### [Instructions to follow]
Starting at the top of the records below, write out each line exactly as it stands, stopping after the line with "Draw the outline of every instance of the black athletic"; exclude the pictures.

(Stored records)
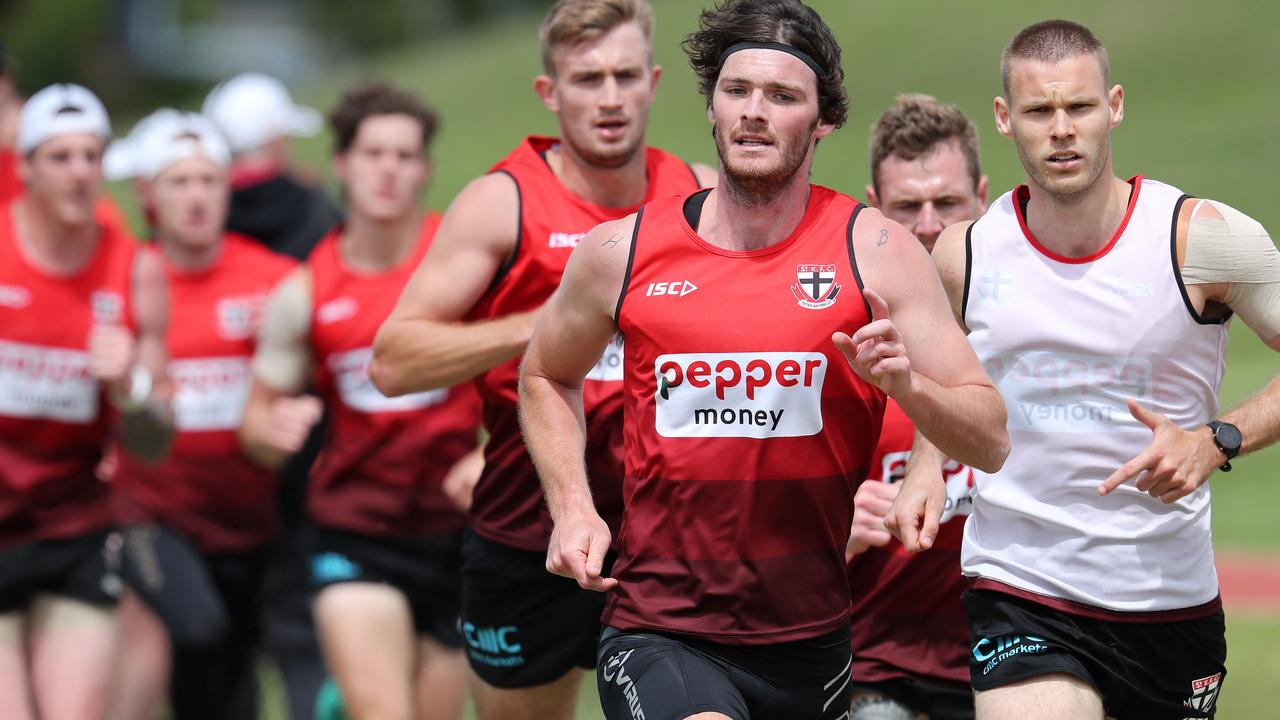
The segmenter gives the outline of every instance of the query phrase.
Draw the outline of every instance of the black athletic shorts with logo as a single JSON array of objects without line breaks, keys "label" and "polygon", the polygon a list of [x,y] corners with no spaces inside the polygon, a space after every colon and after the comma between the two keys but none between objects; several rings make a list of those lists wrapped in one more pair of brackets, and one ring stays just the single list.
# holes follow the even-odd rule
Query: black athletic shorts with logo
[{"label": "black athletic shorts with logo", "polygon": [[0,613],[25,611],[40,594],[114,606],[120,579],[112,556],[118,555],[119,545],[110,530],[96,530],[0,550]]},{"label": "black athletic shorts with logo", "polygon": [[849,627],[775,645],[605,628],[596,685],[608,720],[842,720],[853,697]]},{"label": "black athletic shorts with logo", "polygon": [[[604,593],[547,572],[545,553],[468,530],[462,542],[462,635],[476,675],[499,688],[544,685],[596,665]],[[614,555],[605,558],[604,574]]]},{"label": "black athletic shorts with logo", "polygon": [[1092,685],[1118,720],[1212,718],[1227,669],[1222,611],[1196,620],[1114,622],[989,590],[966,590],[973,688],[1048,673]]},{"label": "black athletic shorts with logo", "polygon": [[914,718],[923,713],[929,720],[973,720],[973,690],[967,686],[956,687],[938,682],[925,682],[916,678],[893,678],[876,682],[860,683],[853,681],[853,695],[860,693],[879,695],[882,700],[868,699],[863,714],[859,714],[854,705],[851,720],[863,717],[893,717],[881,712],[877,714],[874,705],[886,702],[898,706],[898,711],[907,717]]},{"label": "black athletic shorts with logo", "polygon": [[372,538],[316,528],[311,583],[317,589],[347,582],[390,585],[404,593],[419,635],[462,647],[458,635],[459,533],[415,538]]}]

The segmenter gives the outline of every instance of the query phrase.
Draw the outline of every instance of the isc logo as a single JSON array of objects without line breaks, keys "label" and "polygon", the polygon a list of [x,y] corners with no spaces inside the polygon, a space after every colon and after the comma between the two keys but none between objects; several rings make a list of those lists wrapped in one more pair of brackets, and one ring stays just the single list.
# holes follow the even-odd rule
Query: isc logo
[{"label": "isc logo", "polygon": [[672,280],[671,282],[649,283],[649,289],[645,291],[645,295],[675,295],[684,297],[689,293],[697,290],[698,286],[688,280]]}]

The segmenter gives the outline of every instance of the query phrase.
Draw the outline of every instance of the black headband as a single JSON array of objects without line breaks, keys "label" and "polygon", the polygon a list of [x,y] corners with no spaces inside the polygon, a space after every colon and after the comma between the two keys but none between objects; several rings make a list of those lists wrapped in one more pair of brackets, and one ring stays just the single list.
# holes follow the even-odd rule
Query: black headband
[{"label": "black headband", "polygon": [[809,69],[813,71],[814,75],[818,76],[819,80],[821,80],[822,77],[826,75],[826,71],[818,67],[818,63],[815,62],[813,58],[809,57],[809,55],[805,53],[803,50],[797,50],[791,47],[790,45],[783,45],[782,43],[776,43],[776,42],[734,43],[729,47],[725,48],[724,52],[720,53],[720,61],[718,62],[718,65],[720,66],[720,68],[721,69],[724,68],[725,58],[738,52],[739,50],[777,50],[778,52],[784,52],[796,58],[797,60],[804,63],[805,65],[808,65]]}]

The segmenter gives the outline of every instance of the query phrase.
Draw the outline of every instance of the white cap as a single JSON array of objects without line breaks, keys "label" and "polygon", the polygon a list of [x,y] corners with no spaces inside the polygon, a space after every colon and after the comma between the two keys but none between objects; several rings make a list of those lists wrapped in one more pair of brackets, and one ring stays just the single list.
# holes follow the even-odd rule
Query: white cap
[{"label": "white cap", "polygon": [[111,120],[102,101],[80,85],[50,85],[22,106],[18,152],[26,155],[49,138],[82,132],[103,140],[111,137]]},{"label": "white cap", "polygon": [[204,114],[237,154],[284,135],[310,137],[324,123],[316,110],[295,105],[284,83],[262,73],[243,73],[219,84],[204,99]]},{"label": "white cap", "polygon": [[139,120],[128,136],[111,143],[103,167],[112,180],[151,180],[179,160],[200,156],[222,168],[231,162],[226,141],[208,118],[161,108]]}]

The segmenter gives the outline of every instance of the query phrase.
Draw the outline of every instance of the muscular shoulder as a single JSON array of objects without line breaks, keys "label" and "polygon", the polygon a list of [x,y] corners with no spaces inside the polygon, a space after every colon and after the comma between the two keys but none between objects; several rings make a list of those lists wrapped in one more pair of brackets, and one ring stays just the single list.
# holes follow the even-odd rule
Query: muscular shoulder
[{"label": "muscular shoulder", "polygon": [[133,319],[143,334],[163,335],[169,325],[169,281],[164,258],[151,248],[133,257]]},{"label": "muscular shoulder", "polygon": [[595,226],[574,248],[561,290],[612,315],[626,282],[636,215]]},{"label": "muscular shoulder", "polygon": [[[947,295],[954,295],[964,292],[965,274],[968,272],[968,242],[969,228],[973,226],[972,220],[958,222],[945,228],[938,235],[937,242],[933,245],[933,265],[938,269],[938,276],[942,278],[942,285],[947,289]],[[957,315],[959,309],[956,308]]]},{"label": "muscular shoulder", "polygon": [[436,242],[465,240],[506,255],[515,248],[520,231],[520,189],[504,172],[493,172],[467,183],[440,221]]}]

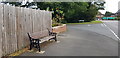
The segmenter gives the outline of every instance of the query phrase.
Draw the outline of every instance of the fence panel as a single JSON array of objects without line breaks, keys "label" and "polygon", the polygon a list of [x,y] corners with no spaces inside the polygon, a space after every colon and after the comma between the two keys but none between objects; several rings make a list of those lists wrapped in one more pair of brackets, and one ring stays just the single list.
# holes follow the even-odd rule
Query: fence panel
[{"label": "fence panel", "polygon": [[27,32],[51,28],[51,18],[49,11],[0,5],[0,57],[26,47]]}]

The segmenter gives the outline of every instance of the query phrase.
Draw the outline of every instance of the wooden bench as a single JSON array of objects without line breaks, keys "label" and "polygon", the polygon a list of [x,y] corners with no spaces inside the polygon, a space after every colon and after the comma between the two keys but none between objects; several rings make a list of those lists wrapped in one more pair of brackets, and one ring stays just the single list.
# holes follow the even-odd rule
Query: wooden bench
[{"label": "wooden bench", "polygon": [[57,41],[56,35],[57,33],[51,32],[49,29],[47,31],[43,32],[35,32],[35,33],[27,33],[29,40],[30,40],[30,50],[34,47],[41,51],[40,44],[49,41],[49,40],[55,40]]}]

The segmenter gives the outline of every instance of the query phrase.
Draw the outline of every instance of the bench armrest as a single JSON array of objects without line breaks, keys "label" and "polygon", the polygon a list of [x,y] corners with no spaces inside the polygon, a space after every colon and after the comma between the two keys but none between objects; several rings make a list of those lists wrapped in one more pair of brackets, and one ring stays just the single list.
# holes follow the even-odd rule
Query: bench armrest
[{"label": "bench armrest", "polygon": [[56,35],[57,35],[57,33],[51,32],[48,28],[47,28],[47,30],[48,30],[48,32],[49,32],[49,36],[50,36],[50,35],[52,35],[52,36],[56,36]]}]

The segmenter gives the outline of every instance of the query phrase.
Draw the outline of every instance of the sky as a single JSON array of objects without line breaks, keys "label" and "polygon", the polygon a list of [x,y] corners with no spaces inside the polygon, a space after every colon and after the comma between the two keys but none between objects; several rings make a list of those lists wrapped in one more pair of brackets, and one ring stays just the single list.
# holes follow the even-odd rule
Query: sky
[{"label": "sky", "polygon": [[[105,0],[105,10],[99,10],[101,13],[105,13],[106,11],[116,13],[118,11],[118,2],[120,0]],[[120,5],[120,2],[119,2]],[[119,7],[120,8],[120,7]]]}]

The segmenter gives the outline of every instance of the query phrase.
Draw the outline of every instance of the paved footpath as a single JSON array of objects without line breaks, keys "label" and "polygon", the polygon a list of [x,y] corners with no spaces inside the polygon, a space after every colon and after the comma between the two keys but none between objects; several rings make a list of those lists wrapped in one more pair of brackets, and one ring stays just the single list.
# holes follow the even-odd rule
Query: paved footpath
[{"label": "paved footpath", "polygon": [[59,43],[42,47],[44,54],[25,52],[20,56],[118,56],[118,42],[103,24],[67,25]]}]

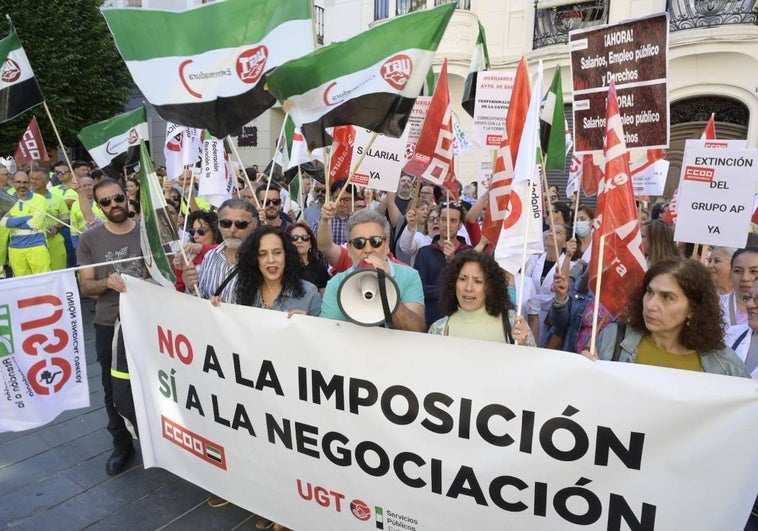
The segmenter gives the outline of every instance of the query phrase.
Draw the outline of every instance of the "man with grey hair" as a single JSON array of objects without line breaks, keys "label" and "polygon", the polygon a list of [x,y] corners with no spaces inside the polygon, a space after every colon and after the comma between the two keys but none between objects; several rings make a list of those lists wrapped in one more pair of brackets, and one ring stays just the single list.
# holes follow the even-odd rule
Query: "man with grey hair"
[{"label": "man with grey hair", "polygon": [[203,257],[199,273],[192,263],[182,267],[187,293],[194,293],[197,286],[204,299],[220,295],[224,301],[234,302],[237,252],[258,226],[257,221],[258,212],[244,199],[227,199],[221,204],[218,229],[224,241]]},{"label": "man with grey hair", "polygon": [[387,219],[373,210],[360,210],[348,219],[347,233],[347,250],[353,265],[335,275],[326,285],[321,317],[347,321],[337,301],[339,287],[356,268],[372,267],[384,271],[398,286],[400,304],[392,316],[392,327],[424,332],[424,291],[421,279],[412,267],[389,260],[390,225]]}]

### [Reply to the exercise]
The segmenter gives the outline of every instance of the query phrase.
Draw the outline of every instance of the black athletic shorts with logo as a single JSON array of objects without line breaks, keys "label" and "polygon", the polygon a list of [x,y] corners with no spaces inside the polygon, a space after every colon and after the comma between the two keys but none between objects; several rings make a list of those lists wrapped in one more pair of brackets, and one ring stays just the single list.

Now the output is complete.